Top of DATA PROVIDED
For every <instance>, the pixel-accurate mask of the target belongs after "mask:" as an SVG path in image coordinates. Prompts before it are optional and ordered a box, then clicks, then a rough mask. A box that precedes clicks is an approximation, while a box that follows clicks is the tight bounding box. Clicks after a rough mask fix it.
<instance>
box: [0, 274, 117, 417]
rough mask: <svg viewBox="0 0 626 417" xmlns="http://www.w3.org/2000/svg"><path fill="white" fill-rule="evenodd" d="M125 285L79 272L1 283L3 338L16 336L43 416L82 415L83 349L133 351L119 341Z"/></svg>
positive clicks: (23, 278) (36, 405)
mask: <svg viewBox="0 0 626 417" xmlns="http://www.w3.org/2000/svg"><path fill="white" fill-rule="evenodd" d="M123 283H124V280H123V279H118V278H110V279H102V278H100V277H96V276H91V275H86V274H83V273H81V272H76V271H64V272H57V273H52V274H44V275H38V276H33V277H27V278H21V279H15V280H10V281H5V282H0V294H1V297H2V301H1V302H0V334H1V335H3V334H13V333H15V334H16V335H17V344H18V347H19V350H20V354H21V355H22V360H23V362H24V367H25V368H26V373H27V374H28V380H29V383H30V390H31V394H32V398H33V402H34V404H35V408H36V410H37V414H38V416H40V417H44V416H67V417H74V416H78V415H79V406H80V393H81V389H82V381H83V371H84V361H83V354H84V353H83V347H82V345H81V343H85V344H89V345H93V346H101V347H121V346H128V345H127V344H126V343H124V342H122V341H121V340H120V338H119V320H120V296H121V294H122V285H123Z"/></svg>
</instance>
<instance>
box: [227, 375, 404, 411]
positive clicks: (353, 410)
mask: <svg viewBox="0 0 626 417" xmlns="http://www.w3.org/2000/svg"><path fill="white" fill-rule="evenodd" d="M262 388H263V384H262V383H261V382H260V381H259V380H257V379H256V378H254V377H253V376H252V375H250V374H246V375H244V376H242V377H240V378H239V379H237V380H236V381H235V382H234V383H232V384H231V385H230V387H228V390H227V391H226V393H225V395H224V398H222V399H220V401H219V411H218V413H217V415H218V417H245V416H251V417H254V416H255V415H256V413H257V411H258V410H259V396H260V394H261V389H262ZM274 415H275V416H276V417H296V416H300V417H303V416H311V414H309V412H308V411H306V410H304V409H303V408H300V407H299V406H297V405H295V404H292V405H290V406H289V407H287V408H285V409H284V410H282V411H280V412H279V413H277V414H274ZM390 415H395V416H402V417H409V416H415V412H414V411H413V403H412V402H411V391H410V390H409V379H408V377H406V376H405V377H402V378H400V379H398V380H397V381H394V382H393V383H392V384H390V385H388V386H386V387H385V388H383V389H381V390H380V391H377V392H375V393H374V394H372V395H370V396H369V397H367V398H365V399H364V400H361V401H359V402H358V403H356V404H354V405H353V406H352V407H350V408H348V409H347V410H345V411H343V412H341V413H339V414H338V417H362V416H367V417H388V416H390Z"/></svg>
Bottom of DATA PROVIDED
▶ _YOUR INSTRUCTIONS_: Down to the last line, give the records again exactly.

▶ _RESULT OF THE TASK_:
For every <instance>, the pixel-accurate mask of the target belongs after "mask:" as an SVG path in image coordinates. Prompts before it are optional and ordered a box, then clicks, then a rough mask. A box that precedes clicks is an approximation, while a box that follows clicks is the tight bounding box. Clicks after a rough mask fix it.
<instance>
box: [0, 274, 117, 417]
rough mask: <svg viewBox="0 0 626 417" xmlns="http://www.w3.org/2000/svg"><path fill="white" fill-rule="evenodd" d="M125 285L79 272L1 283L3 338L16 336L43 416L82 415L83 349L133 351L119 341Z"/></svg>
positive clicks: (23, 278) (36, 405)
mask: <svg viewBox="0 0 626 417" xmlns="http://www.w3.org/2000/svg"><path fill="white" fill-rule="evenodd" d="M123 283H124V280H123V279H118V278H110V279H102V278H100V277H96V276H91V275H86V274H83V273H81V272H76V271H64V272H57V273H52V274H44V275H38V276H33V277H27V278H21V279H15V280H10V281H5V282H0V294H1V297H2V301H1V302H0V334H1V335H3V334H13V333H15V334H16V335H17V344H18V347H19V350H20V354H21V355H22V360H23V362H24V367H25V368H26V373H27V374H28V380H29V383H30V390H31V394H32V398H33V402H34V404H35V408H36V410H37V414H38V416H40V417H44V416H67V417H74V416H78V415H79V406H80V393H81V389H82V381H83V371H84V361H83V354H84V353H83V347H82V345H81V343H85V344H89V345H93V346H101V347H121V346H128V345H127V344H126V343H124V342H122V341H121V340H120V338H119V320H120V296H121V294H122V285H123Z"/></svg>
</instance>
<instance>
box: [227, 375, 404, 411]
positive clicks: (353, 410)
mask: <svg viewBox="0 0 626 417" xmlns="http://www.w3.org/2000/svg"><path fill="white" fill-rule="evenodd" d="M262 388H263V384H262V383H261V382H260V381H259V380H257V379H256V378H254V377H253V376H252V375H250V374H246V375H244V376H242V377H240V378H239V379H237V380H236V381H235V382H234V383H232V384H231V385H230V387H228V390H227V391H226V393H225V395H224V398H222V399H220V401H219V411H218V413H217V415H218V417H245V416H251V417H254V416H255V415H256V413H257V411H258V410H259V396H260V394H261V389H262ZM274 415H275V416H276V417H296V416H300V417H303V416H311V414H309V412H308V411H306V410H304V409H303V408H300V407H299V406H297V405H295V404H292V405H290V406H289V407H287V408H285V409H284V410H282V411H280V412H279V413H277V414H274ZM390 415H395V416H402V417H409V416H415V412H414V411H413V403H412V402H411V391H410V390H409V379H408V377H406V376H405V377H402V378H400V379H398V380H397V381H394V382H393V383H392V384H390V385H388V386H386V387H385V388H383V389H381V390H380V391H377V392H375V393H374V394H372V395H370V396H369V397H367V398H365V399H364V400H361V401H359V402H358V403H356V404H354V405H353V406H352V407H350V408H348V409H347V410H345V411H343V412H341V413H339V414H338V417H362V416H367V417H388V416H390Z"/></svg>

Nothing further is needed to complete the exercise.